### [Written task]
Switch each "Keypoint task" in the listing below to "Point annotation job" and keep every other line and character unchanged. Copy the whole listing but leave out the pictures.

Object location annotation data

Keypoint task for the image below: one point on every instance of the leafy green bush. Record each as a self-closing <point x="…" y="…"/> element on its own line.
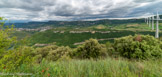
<point x="60" y="53"/>
<point x="139" y="46"/>
<point x="52" y="53"/>
<point x="6" y="41"/>
<point x="90" y="49"/>
<point x="15" y="58"/>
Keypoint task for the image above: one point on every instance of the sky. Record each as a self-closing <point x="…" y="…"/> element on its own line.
<point x="70" y="10"/>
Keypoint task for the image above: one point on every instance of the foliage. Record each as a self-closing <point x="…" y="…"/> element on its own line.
<point x="59" y="54"/>
<point x="90" y="49"/>
<point x="6" y="41"/>
<point x="139" y="46"/>
<point x="52" y="53"/>
<point x="15" y="58"/>
<point x="109" y="67"/>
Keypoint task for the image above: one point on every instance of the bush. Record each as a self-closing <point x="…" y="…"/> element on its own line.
<point x="6" y="41"/>
<point x="15" y="58"/>
<point x="52" y="53"/>
<point x="90" y="49"/>
<point x="139" y="46"/>
<point x="58" y="54"/>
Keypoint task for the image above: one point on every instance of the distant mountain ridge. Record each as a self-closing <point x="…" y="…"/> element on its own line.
<point x="75" y="23"/>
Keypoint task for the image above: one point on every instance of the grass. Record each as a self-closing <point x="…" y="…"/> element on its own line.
<point x="110" y="67"/>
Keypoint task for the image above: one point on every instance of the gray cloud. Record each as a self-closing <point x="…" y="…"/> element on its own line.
<point x="76" y="9"/>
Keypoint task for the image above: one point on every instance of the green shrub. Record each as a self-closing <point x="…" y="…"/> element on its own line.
<point x="6" y="41"/>
<point x="110" y="49"/>
<point x="90" y="49"/>
<point x="139" y="46"/>
<point x="15" y="58"/>
<point x="52" y="53"/>
<point x="60" y="53"/>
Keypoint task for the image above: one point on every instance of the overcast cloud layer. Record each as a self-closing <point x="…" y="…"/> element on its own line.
<point x="39" y="10"/>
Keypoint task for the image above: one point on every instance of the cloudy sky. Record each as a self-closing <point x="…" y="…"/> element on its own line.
<point x="41" y="10"/>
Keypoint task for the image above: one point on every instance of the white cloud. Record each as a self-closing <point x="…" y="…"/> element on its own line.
<point x="39" y="10"/>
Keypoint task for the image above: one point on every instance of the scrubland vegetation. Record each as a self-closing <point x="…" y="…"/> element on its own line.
<point x="129" y="56"/>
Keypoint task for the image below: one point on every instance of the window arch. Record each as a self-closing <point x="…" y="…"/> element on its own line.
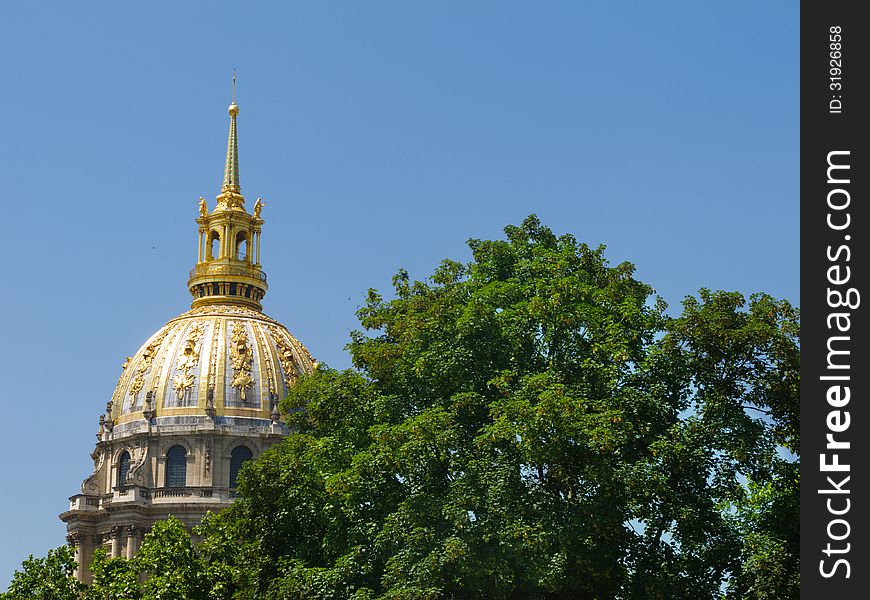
<point x="123" y="468"/>
<point x="242" y="245"/>
<point x="213" y="247"/>
<point x="240" y="455"/>
<point x="176" y="467"/>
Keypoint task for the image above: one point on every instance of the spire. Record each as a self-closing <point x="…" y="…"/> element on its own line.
<point x="228" y="269"/>
<point x="231" y="170"/>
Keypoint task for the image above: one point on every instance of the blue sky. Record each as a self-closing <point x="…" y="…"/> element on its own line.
<point x="380" y="135"/>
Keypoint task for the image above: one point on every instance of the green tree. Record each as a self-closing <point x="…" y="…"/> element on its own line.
<point x="49" y="578"/>
<point x="528" y="425"/>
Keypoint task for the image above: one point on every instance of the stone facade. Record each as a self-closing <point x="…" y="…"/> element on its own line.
<point x="197" y="399"/>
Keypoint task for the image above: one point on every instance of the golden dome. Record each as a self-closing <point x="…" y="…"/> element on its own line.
<point x="220" y="360"/>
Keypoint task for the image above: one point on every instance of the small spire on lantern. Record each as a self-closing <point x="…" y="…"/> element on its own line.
<point x="231" y="169"/>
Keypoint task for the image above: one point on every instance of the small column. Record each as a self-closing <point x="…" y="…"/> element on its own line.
<point x="74" y="540"/>
<point x="115" y="536"/>
<point x="132" y="533"/>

### [Exercise solution]
Point annotation job for the image below: one point on every instance of the leafy green bush. Record each as a self-closing <point x="…" y="…"/> element on its own line.
<point x="60" y="53"/>
<point x="139" y="46"/>
<point x="52" y="53"/>
<point x="6" y="41"/>
<point x="90" y="49"/>
<point x="15" y="58"/>
Point annotation job for the image above: one point on every instance of the sky. Record each as a self-closing <point x="…" y="…"/> element on its own line.
<point x="70" y="10"/>
Point annotation job for the image above: one point on every instance of the foliage. Record each as a self-closing <point x="…" y="…"/> element on its own line.
<point x="59" y="54"/>
<point x="90" y="49"/>
<point x="6" y="41"/>
<point x="139" y="46"/>
<point x="52" y="53"/>
<point x="15" y="58"/>
<point x="109" y="67"/>
Point annotation job for the image above: one point on every instance of the bush. Record each as a self-closing <point x="…" y="…"/> element on its own line.
<point x="6" y="41"/>
<point x="15" y="58"/>
<point x="52" y="53"/>
<point x="90" y="49"/>
<point x="139" y="46"/>
<point x="58" y="54"/>
Point annotation job for the image above: one point on every instance of the distant mountain ridge. Record each as a self-closing <point x="…" y="…"/> element on its own line.
<point x="75" y="23"/>
Point annotation job for the image above: one point on every instance of the grass. Record each as a self-closing <point x="…" y="…"/> element on its own line.
<point x="110" y="67"/>
Point annotation job for the image above: one point on every instance of the gray cloud. Record each as a self-closing <point x="…" y="…"/> element on its own line.
<point x="76" y="9"/>
Point annotation job for the image above: one point on every instance of the green shrub. Record each as a self-closing <point x="…" y="…"/> element on its own line.
<point x="6" y="41"/>
<point x="110" y="49"/>
<point x="90" y="49"/>
<point x="139" y="46"/>
<point x="15" y="58"/>
<point x="52" y="53"/>
<point x="60" y="53"/>
Point annotation job for the image above: one point on every instance of the overcast cloud layer. Record each as a self-closing <point x="…" y="…"/> element on its own line.
<point x="39" y="10"/>
Point annotation job for the image above: one point on every instance of the cloudy sky. Record each as a self-closing <point x="…" y="…"/> element on its own line.
<point x="41" y="10"/>
Point annotation job for the image above: one point on every instance of the white cloud. Record each as a self-closing <point x="…" y="…"/> element on its own line.
<point x="39" y="10"/>
Point annotation job for the image above: one point on every instance of the scrubland vegetation. Record each as a self-closing <point x="…" y="…"/> element on its own line.
<point x="129" y="56"/>
Point annotation job for the image below: one point on every instance of the window arch. Record each as a self-closing <point x="…" y="…"/> element on its own line.
<point x="123" y="468"/>
<point x="242" y="245"/>
<point x="213" y="247"/>
<point x="240" y="455"/>
<point x="176" y="467"/>
Point annotation job for the image above: one point on every instance of the spire. Record each as a self-closing <point x="…" y="…"/> element on its own line.
<point x="228" y="269"/>
<point x="231" y="170"/>
Point annotation job for the image above: one point on every instance of the blue sky. Record each as a self-closing <point x="…" y="…"/> element on its own line.
<point x="380" y="135"/>
Point annotation job for the image above: one point on every instance of the green tree. Record each as a self-closing <point x="…" y="…"/> element on its own line.
<point x="49" y="578"/>
<point x="528" y="425"/>
Point annotation job for the image above: one point on every instance of the stone facade. Record each as a self-closing <point x="…" y="…"/> element on its own line.
<point x="197" y="399"/>
Point annotation job for the image above: one point on every instance of the golden dome. Record each as a self-closing <point x="…" y="…"/> element on its own line.
<point x="220" y="360"/>
Point annotation job for the image above: one point on every instance of the small spire on lantern. Record each as a self-closing <point x="…" y="…"/> element on its own line.
<point x="231" y="169"/>
Point annotation job for the image above: one point on every instance of the small column. Record each as a self-closing <point x="…" y="…"/> element on its own line.
<point x="74" y="540"/>
<point x="115" y="536"/>
<point x="132" y="533"/>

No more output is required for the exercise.